» **PASSAGE TO READ**:
↓↓↓

Further advantages are achieved by the embodiments of the invention indicated by the dependent claims.
According to a preferred embodiment of the invention, one or more applications are registered as users of the push-to-talk service. Applicants of similar functionality are grouped as a push-to-talk group or talk group. If the push-to-talk server detects the receipt of a push-to-talk call request specifying one or more called users or user groups represented by one or more registered applications, it creates a service request message containing the content of the text presented by the speech-to-text converter. Then, it invokes the one or more applications representing the called users by means of the created service request messages. It invokes one or more services based on the recognition results and the grouping of the push-to-talk service. Thereby, it uses the text output of the speech-to-text converter to control the one or more applications. Such approaches enhance the capability of the push-to-talk service and provide a central point of communication serving various user needs. Further it is possible that a push-to-talk call request specifies both users represented by registered application as well as users that are “human” users and addressed via their respective cellular phone.
Preferably, the push-to-talk service stores user profile data of one or more applications registered as users of the push-to-talk service. For example, it stores application interface information of applications registered as users of the push-to-talk service. Further, it stores speech recognition related data indicating the speech recognition requirements of the respective application. Further, it stores context data and semantically information enabling the push-to-talk server to improve the content of the service request message.
Preferably, the push-to-talk service stores in addition to such application specific user profiler data general user profile data which it holds for both, “human” users and users represented by applications. For example, it stores user preference data fordefining for one or more registered users of the push-to-talk service whether the respective user shall receive a push-to-talk voice communication as voice or text.
Furthermore, user profile data stores additional classes of data adapted to the needs of human users. For example, it stores the speech recognition adaptation date of one or more registered users of the push-to-talk service which are used to parameterise the speech-to-text conversion.
Various advantages are achieved by the application of such user profile data.
To improve the speech-to-text conversion process, the push-to-talk server checks whether speech recognition adaptation data is stored in the user profile of the calling user. If such speech recognition adaptation data is available for the calling user, it uses this data to select an appropriate speech-to-text converter and to parameterise the selected speech-to-text converter. For example, speech recognition adaptation data holds data about user preferences with respect to speech-to-text converters and parameterisation data as spectral shifts and phoneme sets used to personalise the preferred speech-to-text converter.
According to a further embodiment of the invention, the push-to-talk service selects appropriate speech-to-text converter out of a set of different types to speech-to-text converters based on preference data and application context data of the application representing the called user.
According to a further embodiment of the invention, the push-to-talk server accesses user profile data of an application representing a called user to create a service request message for this application. It uses application interface information of this application and corresponding semantical information to create an appropriate service request and to arrange the content of the text output of the speech-to-text converter in an appropriate way. Further it accesses user profile data of the calling user and supplements the content of the service request message by means of preference data of the calling user. This approach improves the flexibility and user-friendliness of the push-to-talk service.

↑↑↑

Records from a collection
↓↓↓

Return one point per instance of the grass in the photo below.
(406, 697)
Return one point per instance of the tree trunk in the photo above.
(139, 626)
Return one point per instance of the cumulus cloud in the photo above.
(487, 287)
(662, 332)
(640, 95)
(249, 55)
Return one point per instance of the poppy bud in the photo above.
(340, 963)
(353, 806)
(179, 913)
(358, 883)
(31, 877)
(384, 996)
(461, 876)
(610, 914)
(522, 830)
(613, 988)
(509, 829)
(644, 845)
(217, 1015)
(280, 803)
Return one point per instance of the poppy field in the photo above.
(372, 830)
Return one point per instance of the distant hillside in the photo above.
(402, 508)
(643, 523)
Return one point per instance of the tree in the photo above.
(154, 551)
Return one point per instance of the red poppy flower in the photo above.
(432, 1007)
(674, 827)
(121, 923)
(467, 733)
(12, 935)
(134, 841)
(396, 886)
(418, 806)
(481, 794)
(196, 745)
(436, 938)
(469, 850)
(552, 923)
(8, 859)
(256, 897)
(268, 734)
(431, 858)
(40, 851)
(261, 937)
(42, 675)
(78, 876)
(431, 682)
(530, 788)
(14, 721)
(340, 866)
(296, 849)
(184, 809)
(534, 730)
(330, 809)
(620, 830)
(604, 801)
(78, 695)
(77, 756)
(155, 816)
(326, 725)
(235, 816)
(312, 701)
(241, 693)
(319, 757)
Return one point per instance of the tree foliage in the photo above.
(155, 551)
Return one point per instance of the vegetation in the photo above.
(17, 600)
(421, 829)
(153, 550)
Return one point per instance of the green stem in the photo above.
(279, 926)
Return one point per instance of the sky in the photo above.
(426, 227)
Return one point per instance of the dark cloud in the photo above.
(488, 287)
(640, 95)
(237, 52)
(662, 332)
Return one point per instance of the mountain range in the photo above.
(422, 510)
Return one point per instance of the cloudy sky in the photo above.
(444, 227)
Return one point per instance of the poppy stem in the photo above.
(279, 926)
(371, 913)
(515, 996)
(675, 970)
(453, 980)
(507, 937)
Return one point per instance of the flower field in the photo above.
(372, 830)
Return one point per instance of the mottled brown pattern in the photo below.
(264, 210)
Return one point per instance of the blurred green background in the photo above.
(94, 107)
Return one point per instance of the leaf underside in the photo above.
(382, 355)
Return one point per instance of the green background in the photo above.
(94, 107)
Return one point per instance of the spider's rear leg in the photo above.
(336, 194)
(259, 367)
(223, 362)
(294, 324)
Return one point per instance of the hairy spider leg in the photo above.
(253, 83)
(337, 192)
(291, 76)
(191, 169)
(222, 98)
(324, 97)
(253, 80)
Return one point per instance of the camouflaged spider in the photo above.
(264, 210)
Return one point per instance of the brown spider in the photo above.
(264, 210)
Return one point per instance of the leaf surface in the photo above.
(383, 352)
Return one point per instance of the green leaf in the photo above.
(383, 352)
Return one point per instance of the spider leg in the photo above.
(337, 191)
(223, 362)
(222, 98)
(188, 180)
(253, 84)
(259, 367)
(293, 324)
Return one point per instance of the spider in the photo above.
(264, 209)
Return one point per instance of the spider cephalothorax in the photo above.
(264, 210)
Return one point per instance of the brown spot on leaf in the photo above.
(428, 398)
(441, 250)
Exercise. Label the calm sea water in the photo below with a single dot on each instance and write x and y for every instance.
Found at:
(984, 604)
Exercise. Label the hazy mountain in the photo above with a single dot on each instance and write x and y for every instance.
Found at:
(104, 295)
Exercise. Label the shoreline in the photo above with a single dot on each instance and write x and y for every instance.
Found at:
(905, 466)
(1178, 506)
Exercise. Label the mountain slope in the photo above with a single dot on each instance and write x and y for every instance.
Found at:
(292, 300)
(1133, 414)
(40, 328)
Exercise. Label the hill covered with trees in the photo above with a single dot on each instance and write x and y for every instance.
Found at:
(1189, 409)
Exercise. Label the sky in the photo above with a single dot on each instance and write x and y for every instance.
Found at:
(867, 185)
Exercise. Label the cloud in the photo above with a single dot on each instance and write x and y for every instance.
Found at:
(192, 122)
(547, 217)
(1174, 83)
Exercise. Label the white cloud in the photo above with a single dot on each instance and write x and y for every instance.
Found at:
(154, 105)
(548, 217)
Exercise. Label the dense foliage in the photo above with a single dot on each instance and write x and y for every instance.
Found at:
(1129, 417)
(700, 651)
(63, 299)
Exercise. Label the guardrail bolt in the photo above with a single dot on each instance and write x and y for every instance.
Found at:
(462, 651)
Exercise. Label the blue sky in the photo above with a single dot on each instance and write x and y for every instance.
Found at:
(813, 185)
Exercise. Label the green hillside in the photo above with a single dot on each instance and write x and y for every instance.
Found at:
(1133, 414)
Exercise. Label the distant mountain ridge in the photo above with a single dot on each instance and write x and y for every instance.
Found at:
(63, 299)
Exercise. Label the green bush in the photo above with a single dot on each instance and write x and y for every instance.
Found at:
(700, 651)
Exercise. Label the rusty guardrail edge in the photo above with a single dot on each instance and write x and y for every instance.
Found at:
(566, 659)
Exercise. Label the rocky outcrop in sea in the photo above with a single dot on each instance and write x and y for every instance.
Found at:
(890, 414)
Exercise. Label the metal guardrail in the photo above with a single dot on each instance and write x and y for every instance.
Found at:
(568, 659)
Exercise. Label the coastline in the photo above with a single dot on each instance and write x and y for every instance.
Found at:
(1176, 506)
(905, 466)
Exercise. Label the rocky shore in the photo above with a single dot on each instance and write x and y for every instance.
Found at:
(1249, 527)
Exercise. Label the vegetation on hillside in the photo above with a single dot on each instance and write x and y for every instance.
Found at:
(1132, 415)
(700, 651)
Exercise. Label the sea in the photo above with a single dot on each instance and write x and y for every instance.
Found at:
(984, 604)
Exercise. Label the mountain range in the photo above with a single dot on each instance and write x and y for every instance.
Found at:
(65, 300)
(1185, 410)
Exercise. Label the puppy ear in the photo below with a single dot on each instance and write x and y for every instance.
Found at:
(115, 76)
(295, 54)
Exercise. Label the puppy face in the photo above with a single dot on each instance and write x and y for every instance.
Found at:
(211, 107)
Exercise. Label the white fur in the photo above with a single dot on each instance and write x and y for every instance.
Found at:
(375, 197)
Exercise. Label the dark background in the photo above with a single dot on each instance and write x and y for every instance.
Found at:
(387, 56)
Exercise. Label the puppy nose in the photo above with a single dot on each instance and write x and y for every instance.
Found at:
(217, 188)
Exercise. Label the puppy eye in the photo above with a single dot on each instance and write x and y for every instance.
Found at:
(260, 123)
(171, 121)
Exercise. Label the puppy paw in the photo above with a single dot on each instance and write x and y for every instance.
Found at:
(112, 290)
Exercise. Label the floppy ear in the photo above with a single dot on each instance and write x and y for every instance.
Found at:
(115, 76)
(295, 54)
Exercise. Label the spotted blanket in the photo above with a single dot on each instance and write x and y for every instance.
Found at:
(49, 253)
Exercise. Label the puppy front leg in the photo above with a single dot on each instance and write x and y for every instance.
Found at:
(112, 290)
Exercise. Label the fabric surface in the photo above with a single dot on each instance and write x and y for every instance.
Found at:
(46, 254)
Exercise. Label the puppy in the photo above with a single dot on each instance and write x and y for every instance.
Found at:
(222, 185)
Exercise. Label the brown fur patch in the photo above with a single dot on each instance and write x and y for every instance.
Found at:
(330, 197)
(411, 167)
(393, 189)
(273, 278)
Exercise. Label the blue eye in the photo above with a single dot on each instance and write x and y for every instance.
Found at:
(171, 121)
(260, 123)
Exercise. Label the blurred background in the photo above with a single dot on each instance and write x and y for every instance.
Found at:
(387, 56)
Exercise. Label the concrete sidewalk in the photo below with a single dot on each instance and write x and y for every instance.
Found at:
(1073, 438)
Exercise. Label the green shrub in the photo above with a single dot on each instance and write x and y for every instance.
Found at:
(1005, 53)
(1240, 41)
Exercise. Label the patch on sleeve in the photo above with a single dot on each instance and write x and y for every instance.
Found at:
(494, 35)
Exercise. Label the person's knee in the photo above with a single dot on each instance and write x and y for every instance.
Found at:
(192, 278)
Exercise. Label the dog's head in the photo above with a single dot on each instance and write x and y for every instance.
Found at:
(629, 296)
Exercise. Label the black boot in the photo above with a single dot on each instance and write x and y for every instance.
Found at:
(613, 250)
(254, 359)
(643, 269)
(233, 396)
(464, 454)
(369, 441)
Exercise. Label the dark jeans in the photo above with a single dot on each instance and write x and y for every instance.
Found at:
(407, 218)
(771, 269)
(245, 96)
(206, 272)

↑↑↑

» **WHAT IS ASKED**:
From the push-to-talk passage above, please write out the part that opens with the words "Preferably, the push-to-talk service stores in" and closes with "the speech-to-text conversion.", renaming "registered users" to "enrolled users" throughout.

» **ANSWER FOR THE TASK**:
Preferably, the push-to-talk service stores in addition to such application specific user profiler data general user profile data which it holds for both, “human” users and users represented by applications. For example, it stores user preference data fordefining for one or more enrolled users of the push-to-talk service whether the respective user shall receive a push-to-talk voice communication as voice or text.
Furthermore, user profile data stores additional classes of data adapted to the needs of human users. For example, it stores the speech recognition adaptation date of one or more enrolled users of the push-to-talk service which are used to parameterise the speech-to-text conversion.